### Goal
Please find each line below that contains the word "every" and copy those lines out.

### Entries provided
====
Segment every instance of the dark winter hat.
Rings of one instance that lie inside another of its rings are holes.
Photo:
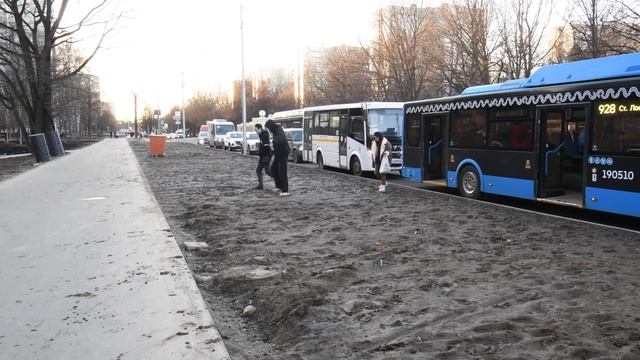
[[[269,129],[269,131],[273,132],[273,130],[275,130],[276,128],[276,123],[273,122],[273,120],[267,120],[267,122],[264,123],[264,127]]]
====
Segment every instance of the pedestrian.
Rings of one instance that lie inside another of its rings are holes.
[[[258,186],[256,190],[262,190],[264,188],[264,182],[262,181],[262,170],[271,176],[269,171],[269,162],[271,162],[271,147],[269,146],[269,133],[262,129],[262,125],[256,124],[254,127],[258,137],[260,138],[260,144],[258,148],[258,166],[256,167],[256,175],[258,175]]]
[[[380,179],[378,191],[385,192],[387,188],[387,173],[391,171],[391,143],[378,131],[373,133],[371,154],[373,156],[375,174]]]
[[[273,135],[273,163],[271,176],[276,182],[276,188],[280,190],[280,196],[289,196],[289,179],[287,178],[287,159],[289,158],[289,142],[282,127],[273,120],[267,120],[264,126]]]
====
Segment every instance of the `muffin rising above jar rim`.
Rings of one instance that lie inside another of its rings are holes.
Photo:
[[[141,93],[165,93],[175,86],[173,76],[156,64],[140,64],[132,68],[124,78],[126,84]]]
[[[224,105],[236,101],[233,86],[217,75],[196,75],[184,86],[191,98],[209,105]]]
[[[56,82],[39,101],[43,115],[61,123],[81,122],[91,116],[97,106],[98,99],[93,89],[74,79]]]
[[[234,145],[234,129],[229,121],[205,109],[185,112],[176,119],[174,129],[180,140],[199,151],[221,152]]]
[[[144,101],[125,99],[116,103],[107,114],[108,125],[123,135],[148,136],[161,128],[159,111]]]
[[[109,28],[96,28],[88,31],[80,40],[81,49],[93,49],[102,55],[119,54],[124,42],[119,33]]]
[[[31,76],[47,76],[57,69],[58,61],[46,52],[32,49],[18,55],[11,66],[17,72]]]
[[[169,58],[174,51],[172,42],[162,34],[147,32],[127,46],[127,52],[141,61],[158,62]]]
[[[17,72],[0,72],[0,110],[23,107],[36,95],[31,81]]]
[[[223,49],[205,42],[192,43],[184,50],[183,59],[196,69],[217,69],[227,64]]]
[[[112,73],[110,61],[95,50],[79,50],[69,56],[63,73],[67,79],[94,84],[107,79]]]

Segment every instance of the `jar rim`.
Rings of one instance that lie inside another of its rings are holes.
====
### Solution for this task
Segment every instance of the dark winter hat.
Segment every instance of the pedestrian.
Segment every instance of the `muffin rising above jar rim`.
Segment every instance of the `jar rim`.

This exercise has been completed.